**PAGE EXCERPT:**
•••••
Hallucinations & Training Models to Say "I Don't Know"
- Karpathy asks an important question: “How do we know what the model knows vs. doesn’t know?”
- Skip to 1:25:00 for Karpathy’s breakdown.
- A brilliantly simple approach: train the model with Q/A pairs where the answer is “I don’t know.”
- But how do you generate these? The trick is counterintuitive:
- Feed the model context.
- Have it generate Q/A pairs.
- Later, ask it those same questions.
- If it gets an answer wrong, add that to the “I don’t know” dataset.
- This pattern of SFT works because of "this internal neuron that we presume exists and empirically this turns out to probably be the case" -- I don't know if the world is ready for stochastic software.
Karpathy’s Analogies
- The knowledge in model parameters = “Vague recollection” (like something you read a month ago).
- The knowledge in the context window = “Working memory” (like something you read a minute ago).
“Models Need Tokens to Think”
- I always describe this differently. I tell people LLMs can press any button on the keyboard EXCEPT backspace. They cannot edit mistakes—only justify them.
- This means you don’t want them to jump to an answer. You want them to explain before committing.
- Asking them to compute
123456789 + 123456789
is a bad idea because they process left-to-right, but addition needs right-to-left thinking. By the time they realize they need to carry a one, it's too late. This is why LLMs are +10% better at math when you reverse the numbers first.
AI “Fails” That Social Media Loves
- Why does AI struggle to count the Rs in “strawberry”?
- Or “Is 9.9 bigger than 9.11?”—Karpathy jokes about Bible verses, but I believe the real explanation is semantic versioning where v9.11 is actually “bigger” than v9.9.
Post-training / Reinforcement Learning
- Another analogy: How we teach kids.
- Reading the textbook = Pre-training.
•••••
**DATASET EXTRACT:**
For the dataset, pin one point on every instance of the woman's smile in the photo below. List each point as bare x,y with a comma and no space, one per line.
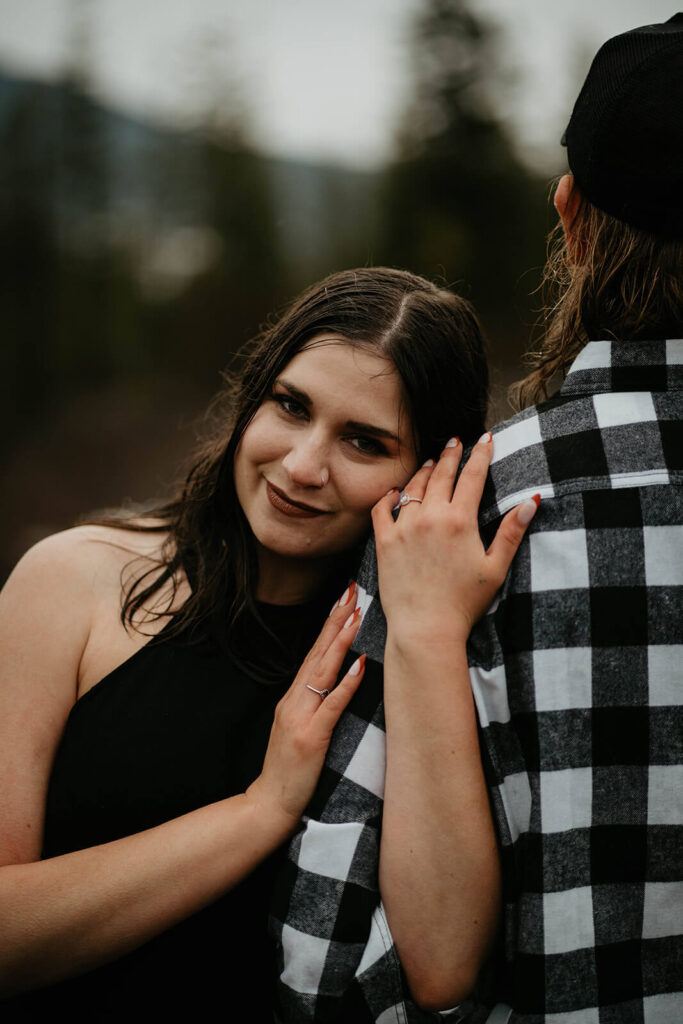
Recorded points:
288,506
•••••
**THINGS TO DO:**
• a. Answer these from the notes on LLM training:
(i) What analogy is given for the knowledge held in model parameters?
(ii) Which keyboard key does the author say LLMs cannot press?
(iii) What stage does "Reading the textbook" correspond to?
• b. In the notes on LLM training, list every step of the method for generating "I don't know" Q/A pairs.
• c. Carry on the notes on LLM training after their final line.
The listing has no connection to the notes on LLM training.

**TASK ANSWERS:**
• a.
(i) "Vague recollection," like something you read a month ago.
(ii) Backspace.
(iii) Pre-training.

• b.
1. Feed the model context.
2. Have it generate Q/A pairs.
3. Later, ask it those same questions.
4. If it gets an answer wrong, add that to the "I don't know" dataset.

• c.
- Studying examples = Supervised fine-tuning.
- Doing homework & checking answers = Reinforcement learning.
- Chain-of-thought reasoning emerges naturally during RL—it’s not hardcoded.
- The more tokens burned, the better the model performs. I used to force LLMs to explain their reasoning—it’s fascinating to see RL making them do it naturally.
Why RL is Still Hard
- Things with unclear reward functions are hard to optimize.
- Example: Humor is extremely difficult to train for.
- RLHF (reinforcement learning from human feedback) tries to solve this by training a model to predict human scores, but it’s imperfect.
- Reward hacking: RL models exploit their reward function when possible.
- Example: A model might discover that “the the the ee e e eeee 1” tricks the scoring model into a high reward.
- OpenAI has an excellent article on this: Faulty Reward Functions.
When RLHFed models engage in “reward hacking” it can lead to unsafe/unwanted behavior. But there isn’t a good formal definition of what this means! Our new paper provides a definition AND a method that provably prevents reward hacking in realistic settings, including RLHF. 🧵
Karpathy’s talk is packed with insights. If you have an afternoon, it’s absolutely worth watching.